# Two and a Half Men cancelled



## Dexter (May 5, 2010)

This is definitely the saddest news this year 

TV industry experts divided over reasons for axing of hit comedy

The reason is obvious (latest Charlie Sheen's problems) but my question is - does anyone know how many episodes Channel 9 purchased and how many are there left to go on air?


----------



## marcossupra (Mar 12, 2011)

Hey man,
don't tell me that, I'm really sad, I've the whole 7 seasons, I was just waiting for the next one, not good.

Well at least we still having Dexter, It's awesome too.

But the best one is Breaking Bad, I you don't know, give it a try, look like boring but it's too addictive, they have just three seasons and at the end of the third one you want kill the director...


Cheers
Marcos


----------



## TristanW (Mar 5, 2011)

Was it really a good show though? I mean, compared to How I met your mother?


----------



## marcossupra (Mar 12, 2011)

####

Challenge 1: According to the forum thread, how many seasons of Two and a Half Men does marcossupra own?
Challenge 2: Extend the forum thread about the cancellation of Two and a Half Men from the point where it stops.
The entries have no connection to the forum thread.

Dataset rows:
####

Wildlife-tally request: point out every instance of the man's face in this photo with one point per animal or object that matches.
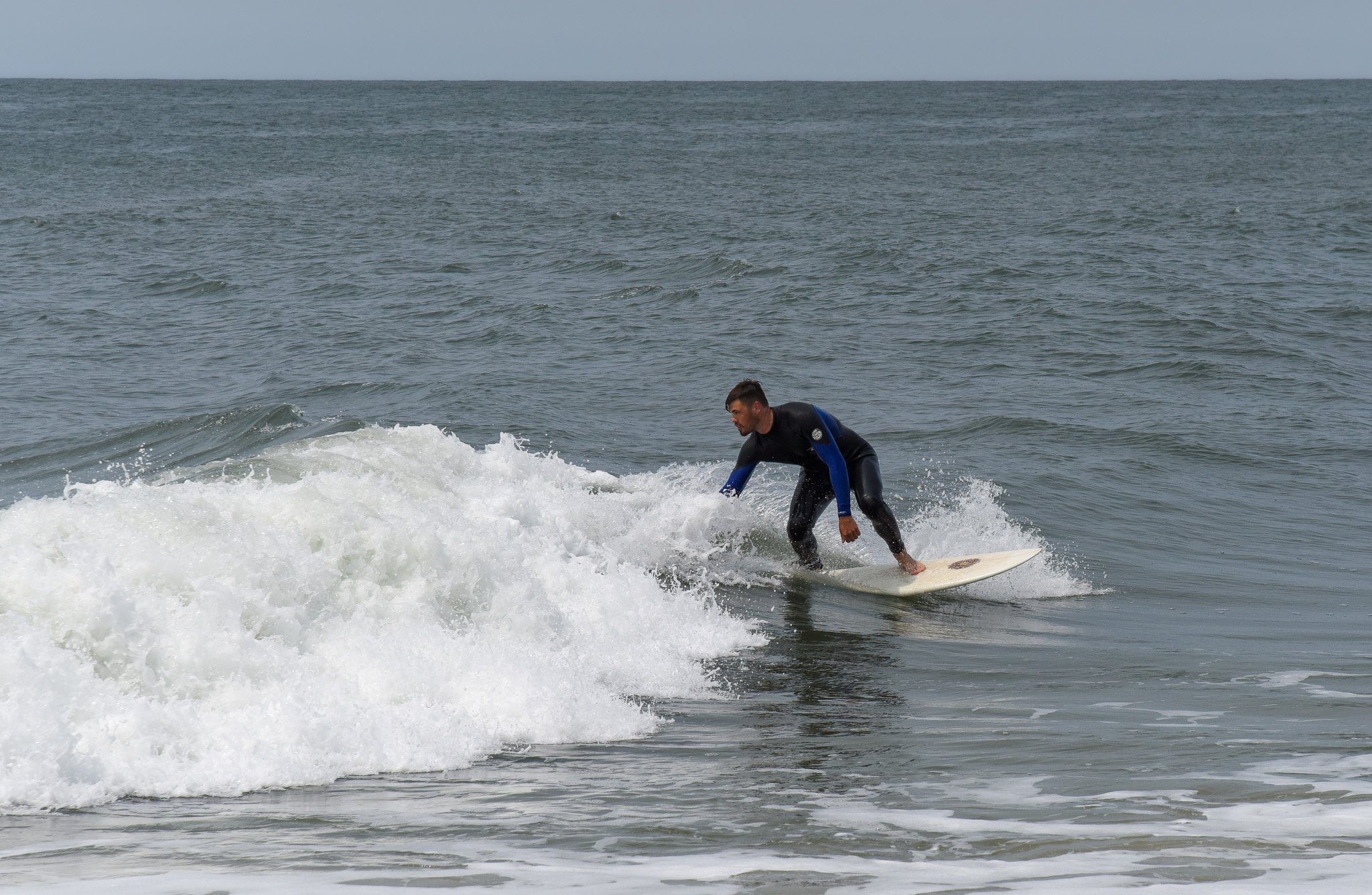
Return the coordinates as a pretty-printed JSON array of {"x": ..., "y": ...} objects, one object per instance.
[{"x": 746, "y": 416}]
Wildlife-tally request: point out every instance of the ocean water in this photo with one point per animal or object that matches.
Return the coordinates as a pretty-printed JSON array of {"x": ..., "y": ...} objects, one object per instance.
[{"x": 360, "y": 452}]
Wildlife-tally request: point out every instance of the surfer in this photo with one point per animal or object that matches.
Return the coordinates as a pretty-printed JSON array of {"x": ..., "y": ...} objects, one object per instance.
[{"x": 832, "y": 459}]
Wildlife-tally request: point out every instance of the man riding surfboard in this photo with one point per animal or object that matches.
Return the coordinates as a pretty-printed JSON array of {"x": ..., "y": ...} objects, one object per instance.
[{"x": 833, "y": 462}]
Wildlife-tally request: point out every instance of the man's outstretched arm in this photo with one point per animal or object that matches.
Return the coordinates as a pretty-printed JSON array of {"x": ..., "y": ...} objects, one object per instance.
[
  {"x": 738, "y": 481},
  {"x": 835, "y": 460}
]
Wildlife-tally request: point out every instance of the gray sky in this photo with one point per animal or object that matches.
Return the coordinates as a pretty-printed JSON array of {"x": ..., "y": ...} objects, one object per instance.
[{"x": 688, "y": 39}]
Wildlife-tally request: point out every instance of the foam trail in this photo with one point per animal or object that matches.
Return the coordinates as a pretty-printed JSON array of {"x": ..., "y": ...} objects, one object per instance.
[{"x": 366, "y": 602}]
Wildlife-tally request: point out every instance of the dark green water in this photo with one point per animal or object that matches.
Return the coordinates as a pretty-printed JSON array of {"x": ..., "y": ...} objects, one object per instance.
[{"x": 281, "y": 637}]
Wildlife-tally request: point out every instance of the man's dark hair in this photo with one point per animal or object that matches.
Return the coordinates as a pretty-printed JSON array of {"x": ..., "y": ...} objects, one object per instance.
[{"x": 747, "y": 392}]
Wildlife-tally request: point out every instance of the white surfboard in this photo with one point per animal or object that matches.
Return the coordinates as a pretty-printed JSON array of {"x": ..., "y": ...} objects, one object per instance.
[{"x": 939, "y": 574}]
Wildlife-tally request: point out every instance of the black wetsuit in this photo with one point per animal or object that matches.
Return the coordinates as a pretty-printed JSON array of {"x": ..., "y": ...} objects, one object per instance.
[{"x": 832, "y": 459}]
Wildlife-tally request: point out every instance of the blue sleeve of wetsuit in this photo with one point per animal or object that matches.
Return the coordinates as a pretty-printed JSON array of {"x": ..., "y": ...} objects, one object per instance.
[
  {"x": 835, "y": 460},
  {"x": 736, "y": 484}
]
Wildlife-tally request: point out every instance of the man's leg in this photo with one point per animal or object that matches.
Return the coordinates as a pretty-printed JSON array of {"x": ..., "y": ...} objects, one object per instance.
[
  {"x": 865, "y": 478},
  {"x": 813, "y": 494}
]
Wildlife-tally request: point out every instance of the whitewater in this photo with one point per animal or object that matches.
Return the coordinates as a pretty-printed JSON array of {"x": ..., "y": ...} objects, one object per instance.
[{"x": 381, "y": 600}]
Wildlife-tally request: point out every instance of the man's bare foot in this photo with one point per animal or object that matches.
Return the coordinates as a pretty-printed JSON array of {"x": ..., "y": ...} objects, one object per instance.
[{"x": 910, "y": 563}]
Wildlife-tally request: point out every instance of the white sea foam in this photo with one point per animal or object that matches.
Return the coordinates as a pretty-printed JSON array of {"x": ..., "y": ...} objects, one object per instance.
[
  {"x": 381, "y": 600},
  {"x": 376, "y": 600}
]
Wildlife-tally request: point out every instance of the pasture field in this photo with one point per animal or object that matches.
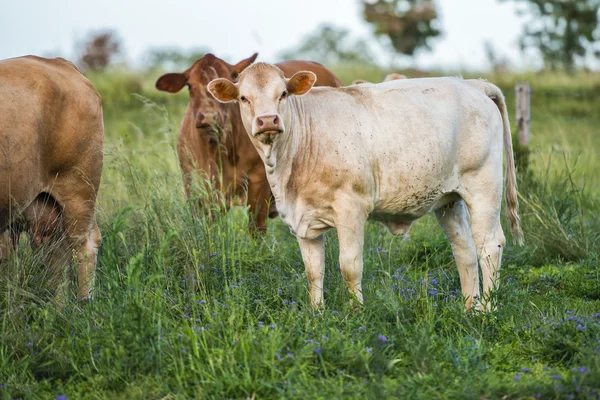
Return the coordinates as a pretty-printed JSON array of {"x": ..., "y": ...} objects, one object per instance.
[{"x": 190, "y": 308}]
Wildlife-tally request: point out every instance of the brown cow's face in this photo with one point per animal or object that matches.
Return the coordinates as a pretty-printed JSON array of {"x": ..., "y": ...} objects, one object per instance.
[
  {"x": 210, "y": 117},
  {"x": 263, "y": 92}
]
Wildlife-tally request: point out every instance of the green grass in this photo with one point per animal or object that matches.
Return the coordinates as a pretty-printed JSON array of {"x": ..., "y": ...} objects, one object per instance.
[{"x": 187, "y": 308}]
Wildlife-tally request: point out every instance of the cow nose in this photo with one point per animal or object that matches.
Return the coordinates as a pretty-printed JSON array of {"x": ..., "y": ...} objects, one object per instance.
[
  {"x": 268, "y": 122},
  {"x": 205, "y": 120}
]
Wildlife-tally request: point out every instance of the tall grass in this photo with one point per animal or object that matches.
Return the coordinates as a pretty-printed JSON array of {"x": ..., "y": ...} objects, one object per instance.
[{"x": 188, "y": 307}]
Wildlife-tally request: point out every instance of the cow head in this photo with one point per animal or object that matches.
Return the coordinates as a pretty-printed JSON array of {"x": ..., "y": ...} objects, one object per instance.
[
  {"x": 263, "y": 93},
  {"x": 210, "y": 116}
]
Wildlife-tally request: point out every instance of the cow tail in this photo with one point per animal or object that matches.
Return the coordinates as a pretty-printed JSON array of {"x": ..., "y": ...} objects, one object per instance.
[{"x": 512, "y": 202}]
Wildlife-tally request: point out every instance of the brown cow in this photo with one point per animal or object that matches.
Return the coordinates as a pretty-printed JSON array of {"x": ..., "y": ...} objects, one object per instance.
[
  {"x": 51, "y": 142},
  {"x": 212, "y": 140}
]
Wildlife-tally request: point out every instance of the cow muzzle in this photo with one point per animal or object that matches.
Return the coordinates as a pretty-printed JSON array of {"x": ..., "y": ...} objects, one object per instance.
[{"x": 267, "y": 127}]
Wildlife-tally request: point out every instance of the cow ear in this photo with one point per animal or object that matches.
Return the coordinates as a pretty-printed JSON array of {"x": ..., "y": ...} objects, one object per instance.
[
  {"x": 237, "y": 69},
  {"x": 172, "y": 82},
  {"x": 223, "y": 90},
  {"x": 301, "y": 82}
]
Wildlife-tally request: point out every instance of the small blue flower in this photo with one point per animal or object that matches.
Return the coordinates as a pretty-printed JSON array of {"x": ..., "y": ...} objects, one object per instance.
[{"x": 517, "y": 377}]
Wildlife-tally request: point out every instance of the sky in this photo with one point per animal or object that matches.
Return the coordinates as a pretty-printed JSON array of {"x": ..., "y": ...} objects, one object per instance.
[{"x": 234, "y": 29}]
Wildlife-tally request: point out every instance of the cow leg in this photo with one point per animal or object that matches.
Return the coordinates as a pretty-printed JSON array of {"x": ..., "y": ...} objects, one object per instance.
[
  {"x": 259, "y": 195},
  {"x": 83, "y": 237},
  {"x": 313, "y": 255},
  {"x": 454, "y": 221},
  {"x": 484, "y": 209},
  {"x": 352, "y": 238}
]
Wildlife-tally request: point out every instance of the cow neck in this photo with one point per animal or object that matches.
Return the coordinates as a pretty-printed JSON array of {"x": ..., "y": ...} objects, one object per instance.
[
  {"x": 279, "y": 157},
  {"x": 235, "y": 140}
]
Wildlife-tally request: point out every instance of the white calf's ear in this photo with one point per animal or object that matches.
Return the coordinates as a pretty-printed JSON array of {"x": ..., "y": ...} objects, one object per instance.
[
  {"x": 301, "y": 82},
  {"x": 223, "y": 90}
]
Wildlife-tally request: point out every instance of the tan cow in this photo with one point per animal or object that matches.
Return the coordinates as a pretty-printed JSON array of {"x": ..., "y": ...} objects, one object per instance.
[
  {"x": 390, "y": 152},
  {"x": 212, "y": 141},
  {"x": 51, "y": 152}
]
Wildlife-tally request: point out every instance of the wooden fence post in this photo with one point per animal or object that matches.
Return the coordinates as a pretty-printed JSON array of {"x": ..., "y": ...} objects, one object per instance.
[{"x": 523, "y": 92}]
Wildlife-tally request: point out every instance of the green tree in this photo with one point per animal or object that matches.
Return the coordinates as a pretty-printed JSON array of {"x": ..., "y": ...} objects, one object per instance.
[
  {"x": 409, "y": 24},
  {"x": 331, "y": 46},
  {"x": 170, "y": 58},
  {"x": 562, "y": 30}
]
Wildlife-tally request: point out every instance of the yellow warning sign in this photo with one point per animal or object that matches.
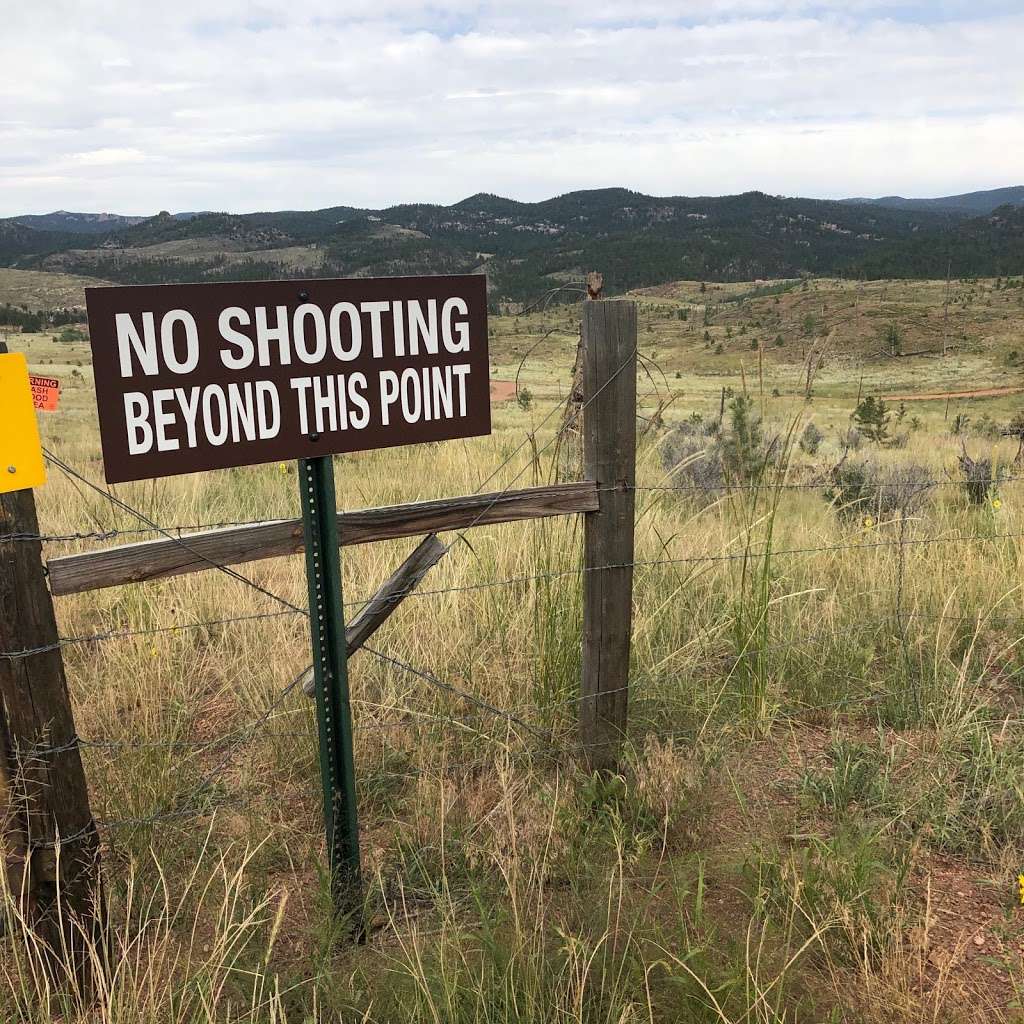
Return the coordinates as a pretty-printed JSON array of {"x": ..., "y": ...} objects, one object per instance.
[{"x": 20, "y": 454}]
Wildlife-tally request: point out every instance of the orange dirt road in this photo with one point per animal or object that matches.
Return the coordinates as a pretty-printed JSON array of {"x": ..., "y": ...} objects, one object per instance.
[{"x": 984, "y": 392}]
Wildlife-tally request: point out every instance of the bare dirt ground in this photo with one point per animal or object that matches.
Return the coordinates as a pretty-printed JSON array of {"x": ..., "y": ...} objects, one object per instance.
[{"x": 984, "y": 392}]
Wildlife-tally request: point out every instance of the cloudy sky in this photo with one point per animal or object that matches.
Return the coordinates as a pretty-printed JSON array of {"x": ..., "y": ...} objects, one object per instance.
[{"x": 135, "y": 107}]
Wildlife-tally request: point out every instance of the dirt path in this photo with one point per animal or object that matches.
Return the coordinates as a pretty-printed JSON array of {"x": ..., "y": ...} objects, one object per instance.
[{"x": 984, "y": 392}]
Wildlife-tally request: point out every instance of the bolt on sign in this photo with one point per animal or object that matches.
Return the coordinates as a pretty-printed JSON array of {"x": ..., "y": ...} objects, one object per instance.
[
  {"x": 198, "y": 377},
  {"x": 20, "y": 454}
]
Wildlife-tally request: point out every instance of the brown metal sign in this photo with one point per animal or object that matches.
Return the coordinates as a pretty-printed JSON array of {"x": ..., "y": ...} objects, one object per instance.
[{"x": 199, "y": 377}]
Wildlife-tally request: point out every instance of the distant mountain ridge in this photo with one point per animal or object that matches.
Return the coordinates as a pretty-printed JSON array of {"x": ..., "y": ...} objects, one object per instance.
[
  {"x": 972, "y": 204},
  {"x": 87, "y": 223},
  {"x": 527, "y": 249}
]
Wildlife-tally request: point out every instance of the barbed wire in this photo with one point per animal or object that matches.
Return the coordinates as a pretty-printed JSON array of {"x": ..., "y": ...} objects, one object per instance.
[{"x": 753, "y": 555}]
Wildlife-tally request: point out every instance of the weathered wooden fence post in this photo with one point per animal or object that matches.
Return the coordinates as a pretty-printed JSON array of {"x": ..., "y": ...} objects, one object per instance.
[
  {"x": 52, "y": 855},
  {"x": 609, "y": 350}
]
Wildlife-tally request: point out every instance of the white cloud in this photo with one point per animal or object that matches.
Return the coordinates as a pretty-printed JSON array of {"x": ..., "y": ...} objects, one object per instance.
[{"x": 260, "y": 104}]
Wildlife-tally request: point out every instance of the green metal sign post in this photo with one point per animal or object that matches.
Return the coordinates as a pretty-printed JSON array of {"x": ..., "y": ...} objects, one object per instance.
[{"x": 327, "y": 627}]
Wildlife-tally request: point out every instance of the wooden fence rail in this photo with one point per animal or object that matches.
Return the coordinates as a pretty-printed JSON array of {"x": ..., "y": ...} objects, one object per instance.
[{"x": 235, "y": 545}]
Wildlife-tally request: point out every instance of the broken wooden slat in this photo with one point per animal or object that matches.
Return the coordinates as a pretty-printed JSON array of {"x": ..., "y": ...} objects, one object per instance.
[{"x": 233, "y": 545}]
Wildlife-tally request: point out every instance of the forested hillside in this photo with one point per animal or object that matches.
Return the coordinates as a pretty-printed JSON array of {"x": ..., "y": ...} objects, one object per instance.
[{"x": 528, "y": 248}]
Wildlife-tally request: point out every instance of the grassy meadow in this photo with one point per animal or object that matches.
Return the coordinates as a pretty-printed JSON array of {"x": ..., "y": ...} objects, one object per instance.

####

Task result 1: All seven seasons.

Task result 2:
Ow yea, I'll really miss those guys, do you remember when Jake came to a funeral with Charlie and Alan, he said "Where is the dead guy", Alan said "Jake, show a little respect" and he said "Where is the dead guy Sr." kkkk, was one of the most funny.

Another one was when Charlie was drunk at the cinema and he starts saying aloud Focus, Focus kkkk. good one.

Actually I don't like much "How I met your mother", thrust me Beaking Bad is the top, after two and a Half, try this one you will not regret.


----------



## Asabi (Mar 17, 2011)

I am a fan of Two and a Half Men. 

I actually heard that the producers were looking for a replacement for Charlie...how horrible would that be?

How would they alter the story line for that?? Would Jake and Alan remain in Charlie's house???

Just too weird!! If they replace Charlie, I'm not going to watch it!


----------



## Dexter (May 5, 2010)

Yeah, they were supposed to hire someone else who is to be missing brother of Alan and Charlie.

Also, the new rumor says that CBS offered Charlie his old job and returning to 2 and a half men. I heard on today's Nova news.


----------



## Asabi (Mar 17, 2011)

I heard that, too (i.e. Charlie Sheen may be offered his old job on the show). That would be awesome. I'd hate to see that show end or some other half rate, two bit, washed up actor stepping in to fill his shoes. He's the best!!


----------



## gpoau (Mar 11, 2011)

Brilliant show but I've noticed in the new series Alan seems to be getting more air time. Perhaps the writing was on the wall for Charlie then with the producers.


----------



## sikander (Apr 5, 2011)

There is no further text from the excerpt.